# STORED RECORDS start

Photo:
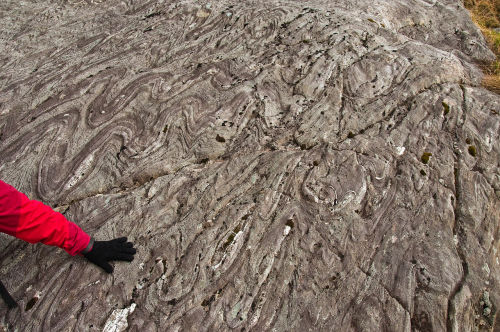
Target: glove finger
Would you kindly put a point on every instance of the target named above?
(123, 257)
(106, 266)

# STORED RECORDS end

• **WRITTEN TASK**
Convert the material above into a two-column CSV with the headers entry_text and answer, one row per entry. Put each value in a single quoted field with line breaks replaced by spaces, and omit the pictures.

• **TASK SOLUTION**
entry_text,answer
"Photo: Target: glove finger Would you kindly put a point on every instance of the target named above?","(123, 257) (106, 266)"